### Problem requirements
Resume the passage on wastewater treatment after its final sentence and add one further paragraph in the same style.

### Source
= = =

Sounds impressive? It is, and the beauty of this kind of approach is that it does not require sites to throw the baby out with the bathwater by changing their plant infrastructure. It's about sweating the existing assets through better 'big picture' control. Additionally, those same overarching controls can be harnessed to optimise effluent quality – both to minimise discharge consent costs and to guard against compliance breaches.
But there are other ways. Bluewater Bio, which set up in the UK three years ago, says it has adapted advanced water treatment technology from South Korea. Spanish water company Aqualia Gestion Integral del Agua is the brave guinea pig. Its engineering subsidiary, Aqualia Infraestructuras, is currently commissioning a pilot plant in Ávila, near Madrid, using Bluewater's HYBACS (hybrid bacillus activated sludge) technology to remove nitrogen, phosphorus and organic matter, producing what it describes as "a high-quality, odourless water resource that can be reused".

= = =

### Record extracts
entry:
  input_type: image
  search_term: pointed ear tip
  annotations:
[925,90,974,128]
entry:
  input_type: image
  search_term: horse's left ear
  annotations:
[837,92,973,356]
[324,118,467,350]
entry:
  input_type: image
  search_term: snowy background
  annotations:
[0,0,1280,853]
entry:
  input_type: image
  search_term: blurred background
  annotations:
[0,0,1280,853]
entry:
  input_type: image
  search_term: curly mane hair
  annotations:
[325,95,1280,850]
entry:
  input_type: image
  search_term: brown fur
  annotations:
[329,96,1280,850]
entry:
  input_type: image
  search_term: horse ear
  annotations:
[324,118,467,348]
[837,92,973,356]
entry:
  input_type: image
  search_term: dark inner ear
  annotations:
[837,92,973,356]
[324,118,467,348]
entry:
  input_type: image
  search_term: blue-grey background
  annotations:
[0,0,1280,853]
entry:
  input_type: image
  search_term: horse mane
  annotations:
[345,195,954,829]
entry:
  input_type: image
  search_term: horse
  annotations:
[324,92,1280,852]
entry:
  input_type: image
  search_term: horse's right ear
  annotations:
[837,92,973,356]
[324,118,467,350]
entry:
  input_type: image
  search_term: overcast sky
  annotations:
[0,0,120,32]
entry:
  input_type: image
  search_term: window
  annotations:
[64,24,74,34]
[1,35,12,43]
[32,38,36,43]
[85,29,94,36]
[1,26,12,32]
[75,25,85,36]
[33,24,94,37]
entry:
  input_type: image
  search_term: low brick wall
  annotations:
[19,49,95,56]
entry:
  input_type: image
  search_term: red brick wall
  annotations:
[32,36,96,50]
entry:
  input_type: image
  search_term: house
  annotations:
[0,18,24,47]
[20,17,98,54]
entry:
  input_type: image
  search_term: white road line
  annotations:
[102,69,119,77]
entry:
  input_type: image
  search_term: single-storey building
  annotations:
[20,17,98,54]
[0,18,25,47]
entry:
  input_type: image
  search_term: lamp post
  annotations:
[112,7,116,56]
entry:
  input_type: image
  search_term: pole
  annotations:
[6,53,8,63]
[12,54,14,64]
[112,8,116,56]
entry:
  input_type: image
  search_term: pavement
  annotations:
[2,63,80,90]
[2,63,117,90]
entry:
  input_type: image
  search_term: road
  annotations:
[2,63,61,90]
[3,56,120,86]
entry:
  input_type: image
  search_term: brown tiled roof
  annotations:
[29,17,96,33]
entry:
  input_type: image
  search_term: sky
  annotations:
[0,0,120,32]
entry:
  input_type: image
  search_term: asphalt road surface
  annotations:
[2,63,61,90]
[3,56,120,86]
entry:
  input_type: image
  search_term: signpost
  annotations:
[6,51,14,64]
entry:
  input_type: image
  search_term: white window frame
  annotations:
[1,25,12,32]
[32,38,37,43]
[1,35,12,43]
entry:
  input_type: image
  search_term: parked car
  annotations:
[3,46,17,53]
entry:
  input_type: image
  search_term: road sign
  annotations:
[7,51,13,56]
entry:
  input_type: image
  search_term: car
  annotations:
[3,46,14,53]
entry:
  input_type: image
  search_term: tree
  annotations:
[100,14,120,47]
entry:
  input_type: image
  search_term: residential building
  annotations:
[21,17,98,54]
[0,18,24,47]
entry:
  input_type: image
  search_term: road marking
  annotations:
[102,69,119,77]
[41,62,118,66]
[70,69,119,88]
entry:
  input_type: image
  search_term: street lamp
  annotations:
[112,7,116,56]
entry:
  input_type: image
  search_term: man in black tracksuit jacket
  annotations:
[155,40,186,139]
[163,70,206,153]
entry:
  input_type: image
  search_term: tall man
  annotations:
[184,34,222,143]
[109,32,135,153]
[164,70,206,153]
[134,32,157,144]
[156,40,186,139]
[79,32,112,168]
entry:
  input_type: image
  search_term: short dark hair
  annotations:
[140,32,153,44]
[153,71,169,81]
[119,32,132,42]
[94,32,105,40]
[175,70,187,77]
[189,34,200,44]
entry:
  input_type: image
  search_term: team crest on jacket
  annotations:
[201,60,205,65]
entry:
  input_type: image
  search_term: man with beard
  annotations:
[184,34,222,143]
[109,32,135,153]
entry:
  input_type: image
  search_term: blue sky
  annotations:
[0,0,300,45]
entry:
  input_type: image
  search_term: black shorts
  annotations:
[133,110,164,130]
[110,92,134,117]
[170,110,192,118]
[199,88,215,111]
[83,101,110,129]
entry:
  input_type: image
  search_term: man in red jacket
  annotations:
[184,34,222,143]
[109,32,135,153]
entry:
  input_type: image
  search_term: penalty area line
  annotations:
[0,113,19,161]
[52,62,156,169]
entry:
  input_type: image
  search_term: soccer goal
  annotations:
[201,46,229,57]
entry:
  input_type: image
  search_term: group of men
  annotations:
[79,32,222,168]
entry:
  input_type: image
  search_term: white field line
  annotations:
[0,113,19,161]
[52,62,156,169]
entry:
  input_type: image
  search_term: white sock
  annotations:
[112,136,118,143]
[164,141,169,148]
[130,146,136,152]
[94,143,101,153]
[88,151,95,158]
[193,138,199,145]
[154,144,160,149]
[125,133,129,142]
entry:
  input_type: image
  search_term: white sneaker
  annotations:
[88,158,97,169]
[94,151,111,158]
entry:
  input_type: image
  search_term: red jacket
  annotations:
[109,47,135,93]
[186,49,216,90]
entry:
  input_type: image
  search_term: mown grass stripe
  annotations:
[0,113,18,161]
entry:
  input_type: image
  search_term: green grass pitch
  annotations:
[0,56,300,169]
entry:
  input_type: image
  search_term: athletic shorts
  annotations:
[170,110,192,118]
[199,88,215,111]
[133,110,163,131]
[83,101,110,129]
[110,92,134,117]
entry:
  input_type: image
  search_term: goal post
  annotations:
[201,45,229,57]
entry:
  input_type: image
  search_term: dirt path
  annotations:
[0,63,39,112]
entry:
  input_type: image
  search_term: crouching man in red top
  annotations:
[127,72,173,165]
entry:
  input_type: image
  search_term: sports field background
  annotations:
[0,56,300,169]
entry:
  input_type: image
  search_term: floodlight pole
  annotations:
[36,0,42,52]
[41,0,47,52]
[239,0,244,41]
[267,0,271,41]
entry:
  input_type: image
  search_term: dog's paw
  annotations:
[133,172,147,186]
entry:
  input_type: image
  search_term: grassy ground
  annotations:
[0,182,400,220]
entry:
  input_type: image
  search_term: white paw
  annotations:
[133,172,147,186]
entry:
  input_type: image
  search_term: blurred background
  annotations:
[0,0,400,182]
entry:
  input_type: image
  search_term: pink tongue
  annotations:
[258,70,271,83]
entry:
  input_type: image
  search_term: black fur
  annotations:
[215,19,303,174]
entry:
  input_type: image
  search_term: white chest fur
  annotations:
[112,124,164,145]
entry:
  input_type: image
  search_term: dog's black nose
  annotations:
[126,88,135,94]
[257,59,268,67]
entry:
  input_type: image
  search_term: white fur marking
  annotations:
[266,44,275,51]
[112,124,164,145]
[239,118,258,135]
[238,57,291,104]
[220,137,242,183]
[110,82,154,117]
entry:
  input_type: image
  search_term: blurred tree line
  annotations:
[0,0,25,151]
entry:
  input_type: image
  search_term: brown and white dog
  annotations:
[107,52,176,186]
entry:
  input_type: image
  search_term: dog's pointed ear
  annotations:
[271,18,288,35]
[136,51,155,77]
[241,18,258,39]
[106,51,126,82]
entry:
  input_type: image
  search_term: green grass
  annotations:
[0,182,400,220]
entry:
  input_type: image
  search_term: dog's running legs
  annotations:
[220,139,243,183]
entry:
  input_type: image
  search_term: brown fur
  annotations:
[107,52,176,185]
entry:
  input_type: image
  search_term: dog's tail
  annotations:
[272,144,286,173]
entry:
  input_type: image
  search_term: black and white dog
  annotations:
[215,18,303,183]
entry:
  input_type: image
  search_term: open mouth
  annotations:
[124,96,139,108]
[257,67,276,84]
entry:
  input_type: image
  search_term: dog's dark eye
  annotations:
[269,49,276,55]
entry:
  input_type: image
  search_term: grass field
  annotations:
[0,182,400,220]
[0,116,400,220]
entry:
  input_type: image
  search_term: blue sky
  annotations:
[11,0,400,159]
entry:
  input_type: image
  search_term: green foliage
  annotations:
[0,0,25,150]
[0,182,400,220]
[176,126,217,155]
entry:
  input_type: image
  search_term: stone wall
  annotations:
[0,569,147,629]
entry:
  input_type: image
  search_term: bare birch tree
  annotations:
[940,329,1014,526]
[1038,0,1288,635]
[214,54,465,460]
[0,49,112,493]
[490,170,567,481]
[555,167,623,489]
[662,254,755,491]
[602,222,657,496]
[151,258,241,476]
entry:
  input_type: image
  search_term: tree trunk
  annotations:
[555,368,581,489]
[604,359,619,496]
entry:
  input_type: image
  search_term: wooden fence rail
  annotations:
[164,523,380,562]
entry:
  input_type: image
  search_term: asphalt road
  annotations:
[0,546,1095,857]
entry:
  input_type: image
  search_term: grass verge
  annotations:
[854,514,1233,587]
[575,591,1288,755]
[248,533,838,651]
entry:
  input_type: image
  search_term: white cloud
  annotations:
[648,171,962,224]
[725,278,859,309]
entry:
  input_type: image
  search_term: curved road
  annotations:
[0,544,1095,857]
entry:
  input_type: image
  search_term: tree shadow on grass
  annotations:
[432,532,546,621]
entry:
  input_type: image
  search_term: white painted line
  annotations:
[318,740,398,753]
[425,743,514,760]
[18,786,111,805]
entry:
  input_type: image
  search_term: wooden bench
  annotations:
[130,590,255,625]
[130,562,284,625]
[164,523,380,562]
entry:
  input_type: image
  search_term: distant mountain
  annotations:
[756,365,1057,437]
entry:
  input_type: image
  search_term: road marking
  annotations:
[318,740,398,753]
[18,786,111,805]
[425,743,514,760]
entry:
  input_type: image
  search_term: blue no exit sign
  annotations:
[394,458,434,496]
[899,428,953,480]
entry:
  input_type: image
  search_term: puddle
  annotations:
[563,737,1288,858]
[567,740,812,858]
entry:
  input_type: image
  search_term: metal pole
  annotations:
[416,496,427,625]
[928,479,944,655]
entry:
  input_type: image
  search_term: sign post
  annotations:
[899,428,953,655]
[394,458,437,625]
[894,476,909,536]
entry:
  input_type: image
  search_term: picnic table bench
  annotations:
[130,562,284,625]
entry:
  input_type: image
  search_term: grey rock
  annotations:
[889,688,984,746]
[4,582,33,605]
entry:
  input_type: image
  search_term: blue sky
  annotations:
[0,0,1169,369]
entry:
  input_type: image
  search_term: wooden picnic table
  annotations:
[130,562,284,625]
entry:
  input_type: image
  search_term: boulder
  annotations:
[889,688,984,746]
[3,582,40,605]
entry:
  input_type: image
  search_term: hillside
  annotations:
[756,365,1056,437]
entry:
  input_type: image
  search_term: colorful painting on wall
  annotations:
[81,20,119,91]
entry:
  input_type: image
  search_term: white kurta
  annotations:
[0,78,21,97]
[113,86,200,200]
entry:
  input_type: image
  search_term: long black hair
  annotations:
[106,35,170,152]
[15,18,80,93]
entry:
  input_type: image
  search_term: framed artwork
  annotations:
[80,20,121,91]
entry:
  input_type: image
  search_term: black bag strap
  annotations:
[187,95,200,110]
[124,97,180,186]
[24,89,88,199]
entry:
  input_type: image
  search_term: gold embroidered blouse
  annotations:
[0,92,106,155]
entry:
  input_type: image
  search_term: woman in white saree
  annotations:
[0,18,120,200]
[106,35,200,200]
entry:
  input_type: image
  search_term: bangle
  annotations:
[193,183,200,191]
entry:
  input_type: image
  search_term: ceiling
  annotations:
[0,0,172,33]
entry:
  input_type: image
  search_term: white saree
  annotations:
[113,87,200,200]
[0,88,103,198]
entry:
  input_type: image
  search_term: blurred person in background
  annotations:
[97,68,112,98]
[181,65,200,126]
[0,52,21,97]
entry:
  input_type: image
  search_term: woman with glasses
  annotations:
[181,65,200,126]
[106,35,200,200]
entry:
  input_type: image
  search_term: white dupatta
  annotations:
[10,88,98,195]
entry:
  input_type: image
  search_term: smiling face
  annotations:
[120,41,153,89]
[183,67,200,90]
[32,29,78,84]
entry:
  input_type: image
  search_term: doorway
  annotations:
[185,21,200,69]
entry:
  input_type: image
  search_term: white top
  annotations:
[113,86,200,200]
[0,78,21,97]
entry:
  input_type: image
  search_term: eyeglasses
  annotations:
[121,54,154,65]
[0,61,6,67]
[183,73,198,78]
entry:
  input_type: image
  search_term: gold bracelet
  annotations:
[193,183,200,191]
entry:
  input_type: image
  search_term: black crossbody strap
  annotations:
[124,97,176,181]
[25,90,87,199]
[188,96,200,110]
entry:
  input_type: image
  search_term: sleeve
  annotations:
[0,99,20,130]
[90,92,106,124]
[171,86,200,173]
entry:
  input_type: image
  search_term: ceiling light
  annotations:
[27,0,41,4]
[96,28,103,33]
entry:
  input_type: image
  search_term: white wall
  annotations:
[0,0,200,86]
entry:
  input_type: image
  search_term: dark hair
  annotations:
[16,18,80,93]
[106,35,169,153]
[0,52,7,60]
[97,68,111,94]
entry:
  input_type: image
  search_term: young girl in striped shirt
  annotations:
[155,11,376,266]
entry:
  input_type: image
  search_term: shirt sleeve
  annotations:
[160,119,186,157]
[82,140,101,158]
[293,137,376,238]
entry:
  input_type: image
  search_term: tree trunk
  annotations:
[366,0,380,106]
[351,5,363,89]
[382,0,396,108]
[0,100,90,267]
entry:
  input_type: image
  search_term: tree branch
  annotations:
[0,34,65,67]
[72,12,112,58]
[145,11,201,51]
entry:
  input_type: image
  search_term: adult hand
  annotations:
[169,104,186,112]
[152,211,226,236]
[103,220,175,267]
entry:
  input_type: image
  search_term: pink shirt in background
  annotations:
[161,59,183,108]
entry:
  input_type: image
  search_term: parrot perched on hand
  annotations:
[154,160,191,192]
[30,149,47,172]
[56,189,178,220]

= = =

### Exercise result
Bluewater technical director Garry Hoyland explains the advantages. "Compared with competing processes, such as conventional nutrient removal activated sludge, HYBACS consumes up to 50% less energy, while offering capex reductions of 30%, opex reductions of 45% and a footprint that is up to 40% smaller. It also produces treated effluents with average BOD values typically less than 10mg/l from domestic sewage, and removes at least 98% of the BOD from concentrated industrial wastewaters." And he adds that the technology is well suited to upgrading existing plants, typically retaining "more than 80%" of an activated sludge plant's infrastructure.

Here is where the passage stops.